Source text:

++++

Contacts: Alison Greene, greene@arizona.edu; Monica Davis, midavis@arizona.edu

Educación de Salud Sexual was the SIROW HEY (Health Education for Youth) curriculum in Spanish. This comprehensive sexuality curriculum covered multiple topics to include defining sex and sexuality, pubescent changes, sexually transmitted infections, and safer sex protection methods, among others. Central themes covered throughout the intervention were self-esteem and self-efficacy, resisting peer pressure, and informed decision making. ProJoven was recently offered to youth in rural Guanajuato in collaboration with Resplandor International, a non-profit humanitarian organization spearheaded by Dr. Todd Fletcher from the University of Arizona’s College of Education.

ProJoven Links

The purpose of Spectrum is to provide HIV prevention and education services (including HIV and Hepatitis testing and counseling) and to expand and enhance substance use and co-occurring disorder screening, referral to treatment, and outreach and pretreatment services for LGBTQ+ identified youth and young adults (primarily ages 13-24) from elevated-risk multi-ethnic communities, primarily, Latino, African American and Native American. This project utilizes an existing collaboration including SIROW, the Southern Arizona AIDS Foundation (SAAF), and Devereux Advanced Behavioral Health (Devereux). The primary target population includes youth who might not be identified as having substance abuse and related behavioral health problems or receive needed interventions in culturally responsive ways. Spectrum will enhance and expand the continuum of services for participants. All participants will receive the either the SIROW Health Education for Youth (SIROW HEY) curriculum or the SIROW Sexual Health Education-Queer (SIROW SHE-Q), facilitated by staff from the SAAF, Devereux and SIROW.

++++

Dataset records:
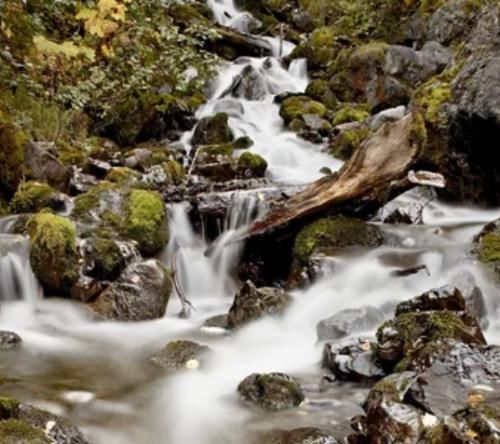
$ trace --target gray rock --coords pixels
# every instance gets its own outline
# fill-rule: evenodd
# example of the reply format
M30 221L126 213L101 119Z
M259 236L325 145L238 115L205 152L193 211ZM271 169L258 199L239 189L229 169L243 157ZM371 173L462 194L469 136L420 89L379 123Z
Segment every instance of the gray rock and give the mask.
M263 316L282 314L291 302L291 296L282 289L257 288L247 281L236 293L229 309L228 328L241 327Z
M105 319L158 319L165 314L171 291L170 272L161 262L134 262L89 307Z
M383 321L384 314L378 308L348 308L319 322L316 331L320 341L340 339L353 333L371 330Z
M304 400L299 381L283 373L254 373L240 382L238 392L245 401L271 411L297 407Z
M158 367L167 370L196 370L202 363L203 356L210 351L206 345L193 341L172 341L151 361Z

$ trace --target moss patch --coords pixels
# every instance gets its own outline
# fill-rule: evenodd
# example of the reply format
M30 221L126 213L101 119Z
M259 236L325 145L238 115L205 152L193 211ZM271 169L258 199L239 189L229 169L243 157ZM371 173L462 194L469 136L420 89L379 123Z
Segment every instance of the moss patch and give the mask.
M168 242L167 215L158 193L132 190L125 207L124 231L127 238L138 243L139 251L151 256Z
M49 290L66 293L78 277L75 225L50 213L39 213L28 222L33 271Z

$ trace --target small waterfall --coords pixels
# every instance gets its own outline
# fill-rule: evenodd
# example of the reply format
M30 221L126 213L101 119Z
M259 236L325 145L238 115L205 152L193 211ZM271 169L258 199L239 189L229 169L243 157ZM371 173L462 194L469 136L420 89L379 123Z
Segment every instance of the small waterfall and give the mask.
M226 215L223 232L209 245L197 235L188 217L189 204L170 207L171 239L164 260L176 270L177 281L190 301L200 298L230 297L236 290L234 267L241 242L233 242L266 209L256 193L235 192Z
M30 265L28 239L0 234L0 302L35 303L40 295L40 285Z

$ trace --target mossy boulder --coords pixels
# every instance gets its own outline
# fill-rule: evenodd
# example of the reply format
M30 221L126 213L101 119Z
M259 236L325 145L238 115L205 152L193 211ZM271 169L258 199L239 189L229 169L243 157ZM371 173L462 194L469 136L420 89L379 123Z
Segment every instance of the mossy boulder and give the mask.
M41 182L29 181L20 185L10 202L12 213L34 213L43 208L57 210L63 201L61 195L50 185Z
M396 371L422 369L444 342L485 344L476 318L451 311L403 313L385 322L377 331L377 358ZM429 362L428 362L429 361Z
M66 294L79 273L74 223L42 212L29 220L27 229L35 275L49 291Z
M382 245L381 230L359 219L342 216L320 219L303 228L295 239L294 259L306 265L313 254L335 254L346 248Z
M168 242L167 212L160 194L132 190L124 210L125 237L135 240L143 255L159 253Z
M327 113L325 105L307 96L292 96L286 98L281 104L280 116L289 124L294 119L301 119L307 114L324 117Z
M0 112L0 185L14 193L23 177L26 136Z
M238 158L238 169L246 177L264 177L267 161L258 154L246 151Z
M17 419L0 421L0 442L2 444L51 444L41 429Z
M269 411L297 407L305 399L299 380L283 373L254 373L240 382L238 392L245 401Z
M229 116L226 113L217 113L201 119L194 130L193 145L221 145L230 143L234 139L229 128Z

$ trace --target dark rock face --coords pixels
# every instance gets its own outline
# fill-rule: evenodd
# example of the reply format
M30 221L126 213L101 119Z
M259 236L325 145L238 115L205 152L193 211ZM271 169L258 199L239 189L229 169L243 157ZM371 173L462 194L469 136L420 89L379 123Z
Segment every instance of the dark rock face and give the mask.
M158 367L167 370L195 370L200 366L203 355L208 353L210 348L193 341L172 341L165 348L151 358L151 361Z
M105 319L146 321L165 314L172 291L169 271L157 260L130 264L90 309Z
M238 385L238 392L245 401L271 411L297 407L304 400L299 381L282 373L247 376Z
M191 143L193 145L219 145L229 143L233 138L228 125L228 115L218 113L211 117L204 117L198 122Z
M371 306L342 310L316 326L320 341L340 339L375 328L384 321L383 313Z
M0 331L0 351L12 350L21 346L21 337L11 331Z
M368 339L328 343L323 348L321 365L343 381L373 381L386 375Z
M229 309L228 327L238 328L263 316L282 314L292 302L291 296L279 288L257 288L245 282Z

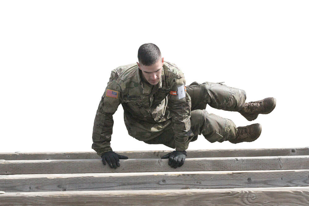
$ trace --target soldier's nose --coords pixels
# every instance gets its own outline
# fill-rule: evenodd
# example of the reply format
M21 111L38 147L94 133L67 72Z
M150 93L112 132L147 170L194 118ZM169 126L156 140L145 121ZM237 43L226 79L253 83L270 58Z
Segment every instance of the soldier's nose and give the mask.
M154 74L153 75L152 75L150 77L150 78L151 80L154 80L157 79L157 75L155 74Z

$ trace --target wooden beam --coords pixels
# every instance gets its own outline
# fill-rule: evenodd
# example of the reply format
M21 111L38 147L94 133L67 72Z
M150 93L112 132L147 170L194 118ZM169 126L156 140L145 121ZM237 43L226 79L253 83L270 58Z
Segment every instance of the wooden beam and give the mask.
M0 175L6 192L309 186L309 170Z
M116 151L129 158L156 158L172 150ZM236 149L187 150L188 158L229 157L309 155L309 148ZM0 159L6 160L99 159L94 152L0 153Z
M99 159L11 160L0 162L0 174L276 170L309 169L309 156L188 158L176 169L168 159L120 160L116 169Z
M0 205L308 205L309 187L6 193Z

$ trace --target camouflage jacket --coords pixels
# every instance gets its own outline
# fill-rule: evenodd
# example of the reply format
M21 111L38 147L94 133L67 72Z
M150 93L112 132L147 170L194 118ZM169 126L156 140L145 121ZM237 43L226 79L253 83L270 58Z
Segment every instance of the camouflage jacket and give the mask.
M112 151L110 141L112 115L121 103L129 134L146 141L171 126L176 150L188 148L191 131L191 99L186 94L186 81L174 64L164 62L161 79L156 85L146 82L137 64L119 67L112 71L95 119L92 148L99 155ZM184 95L179 93L183 92Z

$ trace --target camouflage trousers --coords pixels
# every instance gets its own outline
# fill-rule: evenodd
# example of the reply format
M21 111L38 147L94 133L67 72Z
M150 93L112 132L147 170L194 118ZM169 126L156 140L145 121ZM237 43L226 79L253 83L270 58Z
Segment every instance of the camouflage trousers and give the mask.
M187 93L191 97L191 130L194 134L187 142L196 140L202 134L210 142L235 139L237 127L233 121L205 110L207 104L216 109L238 111L246 100L246 92L242 90L230 87L219 83L196 82L186 86ZM167 128L161 135L144 141L149 144L163 144L175 148L174 132L171 126Z

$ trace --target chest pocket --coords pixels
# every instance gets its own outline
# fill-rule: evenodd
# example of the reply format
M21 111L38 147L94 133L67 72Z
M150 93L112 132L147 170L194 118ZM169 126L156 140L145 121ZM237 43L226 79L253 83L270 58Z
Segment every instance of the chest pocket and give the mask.
M136 99L130 99L126 103L128 107L133 112L133 116L144 117L149 116L149 101L147 98Z
M159 104L165 98L169 92L170 89L162 89L159 90L154 94L154 99L152 105Z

++++

The task: Continue the text on the SIROW youth health programs, starting right after its last sentence.

Exercise response:
Contact: Claudia Powell, claudiap@arizona.edu

SIROW project team: Claudia Powell, Courtney Waters, Corrie Brinley, Monica Davis, Keith Bentele, Amy Lucero

Project partners: Southern Arizona AIDS Foundation (SAAF), Devereux Advanced Behavioral Health

Location: SIROW Silverlake Park, 1037 E. 34th St, Tucson, AZ 85713

Contact: Claudia Powell, claudiap@arizona.edu

Step Forward II was a collaboration between CODAC, SIROW, and Southern Arizona AIDS Foundation (SAAF). Step Forward II provided outreach, substance abuse prevention and screening services, substance abuse outpatient treatment in conjunction with sexual health education services for youth ages 12 to 17 living in the Tucson, AZ community. It was a multi-faceted program that provided age-appropriate and interactive programming in a number of locations (charter and alternative schools, substance abuse treatment, juvenile probation and parole). The outpatient substance abuse treatment was provided by CODAC while the sexual health curriculum was facilitated by staff working for CODAC, SIROW, and SAAF. The health education component offered a number of interactive curriculum sessions along with HIV testing and counseling. Youth took part in one or all of program components, based on their level of need. The program evaluation included a baseline, discharge and 6-month follow-up assessment. SIROW was responsible for oversight of both sexual health curriculum program fidelity and project evaluation data analysis. Step Forward II is funded by the Substance Abuse and Mental Health Service Administration - Center for Substance Abuse Treatment.

View a 2014 sexual health resource guide, Common Sexual Health Questions & Answers: A Guide for Youth and Families, developed by the Step Forward project.

View a 2014 poster representing SIROW-HEY Curriculum, Health Education for Youth.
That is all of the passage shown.